* Begin *

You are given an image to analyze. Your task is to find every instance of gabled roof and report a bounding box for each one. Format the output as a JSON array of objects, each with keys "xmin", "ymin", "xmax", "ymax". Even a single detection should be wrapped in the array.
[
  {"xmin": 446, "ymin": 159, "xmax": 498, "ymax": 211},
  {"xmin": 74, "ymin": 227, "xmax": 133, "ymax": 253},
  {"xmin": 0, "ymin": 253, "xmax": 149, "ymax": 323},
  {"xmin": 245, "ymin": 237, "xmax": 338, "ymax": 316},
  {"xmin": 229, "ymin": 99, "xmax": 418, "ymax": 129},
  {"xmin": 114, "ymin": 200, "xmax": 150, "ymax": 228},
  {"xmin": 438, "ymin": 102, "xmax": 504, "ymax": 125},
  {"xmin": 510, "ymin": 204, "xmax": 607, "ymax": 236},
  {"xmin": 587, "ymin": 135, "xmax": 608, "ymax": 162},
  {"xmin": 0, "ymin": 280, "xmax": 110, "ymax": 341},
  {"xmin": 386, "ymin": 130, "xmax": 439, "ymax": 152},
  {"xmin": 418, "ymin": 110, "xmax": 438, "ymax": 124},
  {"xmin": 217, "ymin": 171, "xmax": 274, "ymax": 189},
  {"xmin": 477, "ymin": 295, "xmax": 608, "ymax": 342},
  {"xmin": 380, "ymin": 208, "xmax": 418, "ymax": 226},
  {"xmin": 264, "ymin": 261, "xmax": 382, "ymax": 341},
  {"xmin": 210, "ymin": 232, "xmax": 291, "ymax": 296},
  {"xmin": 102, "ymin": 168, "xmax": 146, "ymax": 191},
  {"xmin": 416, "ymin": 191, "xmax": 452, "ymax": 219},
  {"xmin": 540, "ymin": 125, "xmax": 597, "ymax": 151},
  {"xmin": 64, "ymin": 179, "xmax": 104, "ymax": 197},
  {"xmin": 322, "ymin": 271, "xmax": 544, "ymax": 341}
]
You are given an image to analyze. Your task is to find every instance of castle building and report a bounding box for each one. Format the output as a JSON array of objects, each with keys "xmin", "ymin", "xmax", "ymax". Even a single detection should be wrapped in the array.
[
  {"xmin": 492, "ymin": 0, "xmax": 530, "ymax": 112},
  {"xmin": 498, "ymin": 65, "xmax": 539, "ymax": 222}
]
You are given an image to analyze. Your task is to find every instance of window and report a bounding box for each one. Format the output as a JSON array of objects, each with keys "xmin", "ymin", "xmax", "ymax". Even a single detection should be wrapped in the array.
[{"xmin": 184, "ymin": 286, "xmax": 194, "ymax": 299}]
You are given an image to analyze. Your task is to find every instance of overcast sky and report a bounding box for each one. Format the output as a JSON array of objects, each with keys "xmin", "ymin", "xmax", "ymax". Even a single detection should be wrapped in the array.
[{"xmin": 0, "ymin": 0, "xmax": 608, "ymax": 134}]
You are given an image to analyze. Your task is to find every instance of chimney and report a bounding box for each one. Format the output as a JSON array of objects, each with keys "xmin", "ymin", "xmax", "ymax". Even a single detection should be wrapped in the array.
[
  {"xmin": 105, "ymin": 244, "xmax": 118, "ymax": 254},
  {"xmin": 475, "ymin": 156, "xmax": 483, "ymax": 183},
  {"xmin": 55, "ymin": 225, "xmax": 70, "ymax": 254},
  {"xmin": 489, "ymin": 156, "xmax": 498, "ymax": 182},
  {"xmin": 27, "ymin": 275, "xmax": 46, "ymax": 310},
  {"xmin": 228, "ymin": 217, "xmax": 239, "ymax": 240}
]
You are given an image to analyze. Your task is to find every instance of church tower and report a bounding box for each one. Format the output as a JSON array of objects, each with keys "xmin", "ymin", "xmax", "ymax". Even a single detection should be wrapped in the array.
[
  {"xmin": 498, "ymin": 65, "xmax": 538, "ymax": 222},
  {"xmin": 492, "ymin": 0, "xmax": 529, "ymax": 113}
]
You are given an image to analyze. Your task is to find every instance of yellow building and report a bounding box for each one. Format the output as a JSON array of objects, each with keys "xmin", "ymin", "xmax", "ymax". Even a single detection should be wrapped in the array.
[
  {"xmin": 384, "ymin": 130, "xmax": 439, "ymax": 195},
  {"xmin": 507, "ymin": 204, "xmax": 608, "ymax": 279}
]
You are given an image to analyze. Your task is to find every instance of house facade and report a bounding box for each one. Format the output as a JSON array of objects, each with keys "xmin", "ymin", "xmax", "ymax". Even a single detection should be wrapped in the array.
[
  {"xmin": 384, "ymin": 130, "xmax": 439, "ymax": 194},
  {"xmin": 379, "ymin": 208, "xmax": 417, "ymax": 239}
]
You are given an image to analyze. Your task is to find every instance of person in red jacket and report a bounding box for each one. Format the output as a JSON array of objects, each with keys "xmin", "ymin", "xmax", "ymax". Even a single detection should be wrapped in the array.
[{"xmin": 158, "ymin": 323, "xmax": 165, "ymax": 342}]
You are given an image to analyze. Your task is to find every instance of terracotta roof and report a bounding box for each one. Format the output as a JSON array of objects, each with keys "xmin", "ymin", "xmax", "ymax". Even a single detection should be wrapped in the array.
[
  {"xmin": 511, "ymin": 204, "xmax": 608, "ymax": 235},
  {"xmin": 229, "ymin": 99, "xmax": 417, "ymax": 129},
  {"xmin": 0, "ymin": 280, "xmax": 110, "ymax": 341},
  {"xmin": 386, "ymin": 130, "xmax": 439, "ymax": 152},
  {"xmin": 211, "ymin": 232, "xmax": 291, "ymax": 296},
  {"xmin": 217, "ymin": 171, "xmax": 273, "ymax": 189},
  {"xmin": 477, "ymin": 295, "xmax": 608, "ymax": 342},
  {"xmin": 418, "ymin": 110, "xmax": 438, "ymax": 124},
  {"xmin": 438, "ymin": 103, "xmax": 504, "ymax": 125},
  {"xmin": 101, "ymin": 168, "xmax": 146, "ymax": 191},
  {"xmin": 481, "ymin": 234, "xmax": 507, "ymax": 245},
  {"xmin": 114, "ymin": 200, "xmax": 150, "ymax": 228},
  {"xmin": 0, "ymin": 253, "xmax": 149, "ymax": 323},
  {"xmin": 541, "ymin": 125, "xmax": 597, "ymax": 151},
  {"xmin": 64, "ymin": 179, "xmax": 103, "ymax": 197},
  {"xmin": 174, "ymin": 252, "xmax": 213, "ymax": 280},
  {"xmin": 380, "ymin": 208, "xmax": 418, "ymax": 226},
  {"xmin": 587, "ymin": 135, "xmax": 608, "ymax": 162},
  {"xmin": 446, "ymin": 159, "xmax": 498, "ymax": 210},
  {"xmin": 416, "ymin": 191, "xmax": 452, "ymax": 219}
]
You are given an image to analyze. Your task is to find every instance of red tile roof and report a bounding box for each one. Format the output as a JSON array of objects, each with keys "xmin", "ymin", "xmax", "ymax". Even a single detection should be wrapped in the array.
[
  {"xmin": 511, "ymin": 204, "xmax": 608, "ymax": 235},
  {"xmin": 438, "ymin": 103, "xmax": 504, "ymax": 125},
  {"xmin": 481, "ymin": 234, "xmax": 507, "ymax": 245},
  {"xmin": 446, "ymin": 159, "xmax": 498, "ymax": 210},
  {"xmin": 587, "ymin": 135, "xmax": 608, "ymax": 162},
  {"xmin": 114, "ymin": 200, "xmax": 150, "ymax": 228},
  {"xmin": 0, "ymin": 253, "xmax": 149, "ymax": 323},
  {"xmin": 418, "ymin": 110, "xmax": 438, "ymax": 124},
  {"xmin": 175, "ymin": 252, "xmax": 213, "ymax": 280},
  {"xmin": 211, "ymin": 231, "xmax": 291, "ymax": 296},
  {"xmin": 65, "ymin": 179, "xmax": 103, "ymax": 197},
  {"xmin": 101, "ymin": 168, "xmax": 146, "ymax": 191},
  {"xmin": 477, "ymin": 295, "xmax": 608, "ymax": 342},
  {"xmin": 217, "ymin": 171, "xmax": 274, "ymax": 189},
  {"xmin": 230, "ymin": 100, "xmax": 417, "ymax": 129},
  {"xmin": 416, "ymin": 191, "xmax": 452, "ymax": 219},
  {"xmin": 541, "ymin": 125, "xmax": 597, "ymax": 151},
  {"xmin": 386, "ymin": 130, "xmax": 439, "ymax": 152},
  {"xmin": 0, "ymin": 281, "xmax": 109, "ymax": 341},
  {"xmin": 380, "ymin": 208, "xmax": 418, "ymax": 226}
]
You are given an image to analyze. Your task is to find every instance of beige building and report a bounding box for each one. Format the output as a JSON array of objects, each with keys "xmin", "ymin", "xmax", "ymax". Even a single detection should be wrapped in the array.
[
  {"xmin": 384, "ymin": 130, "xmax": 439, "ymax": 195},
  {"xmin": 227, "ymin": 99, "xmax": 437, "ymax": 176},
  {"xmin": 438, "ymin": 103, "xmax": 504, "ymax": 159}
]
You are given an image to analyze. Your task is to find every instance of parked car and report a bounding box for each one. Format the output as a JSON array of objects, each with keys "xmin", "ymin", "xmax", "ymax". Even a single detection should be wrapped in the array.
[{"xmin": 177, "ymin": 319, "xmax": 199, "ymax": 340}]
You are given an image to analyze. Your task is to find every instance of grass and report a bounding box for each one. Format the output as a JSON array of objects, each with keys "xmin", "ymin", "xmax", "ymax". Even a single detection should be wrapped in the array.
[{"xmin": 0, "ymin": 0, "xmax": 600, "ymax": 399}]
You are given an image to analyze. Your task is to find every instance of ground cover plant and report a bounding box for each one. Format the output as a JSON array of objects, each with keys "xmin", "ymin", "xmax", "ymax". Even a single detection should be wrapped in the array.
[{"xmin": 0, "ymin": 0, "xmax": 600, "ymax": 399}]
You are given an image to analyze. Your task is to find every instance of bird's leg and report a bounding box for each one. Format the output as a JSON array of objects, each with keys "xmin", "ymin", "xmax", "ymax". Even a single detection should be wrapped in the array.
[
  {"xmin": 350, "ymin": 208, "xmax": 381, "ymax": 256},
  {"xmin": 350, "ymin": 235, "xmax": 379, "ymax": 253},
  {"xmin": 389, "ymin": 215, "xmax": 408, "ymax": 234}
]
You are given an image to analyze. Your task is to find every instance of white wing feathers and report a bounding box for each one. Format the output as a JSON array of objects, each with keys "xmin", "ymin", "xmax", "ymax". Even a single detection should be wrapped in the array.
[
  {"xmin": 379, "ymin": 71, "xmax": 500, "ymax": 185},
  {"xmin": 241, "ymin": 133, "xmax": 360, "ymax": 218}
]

* End *

* [Requirement]:
Exactly reproduce the lines beginning with the one that contains "instance of ground" and ending with the last line of the material, both included. Leave out everything else.

* [Answer]:
You are given an image to analyze. Your task is to find every instance of ground cover plant and report a bounding box for each one. Format the output as a JSON array of objects, each with keys "xmin", "ymin", "xmax", "ymax". Even a single detection should be wrapped in the array.
[{"xmin": 0, "ymin": 0, "xmax": 600, "ymax": 399}]
You are given an image to analyze. Your task is to find every instance of bird's leg and report a bounding box for each one. Format the output as a JSON array of objects, each with keys "xmin", "ymin", "xmax", "ymax". Even a single detection should be wrapped in the array.
[
  {"xmin": 350, "ymin": 208, "xmax": 381, "ymax": 256},
  {"xmin": 350, "ymin": 235, "xmax": 379, "ymax": 253},
  {"xmin": 389, "ymin": 215, "xmax": 408, "ymax": 234}
]
You are given an image to analyze. Your task is to find every instance of white wing feathers and report a bounding box for each one. Format the output as a JSON array of objects, each with keys "xmin", "ymin", "xmax", "ymax". Even a single detection should be wrapped in the array.
[
  {"xmin": 379, "ymin": 71, "xmax": 500, "ymax": 185},
  {"xmin": 241, "ymin": 133, "xmax": 360, "ymax": 218}
]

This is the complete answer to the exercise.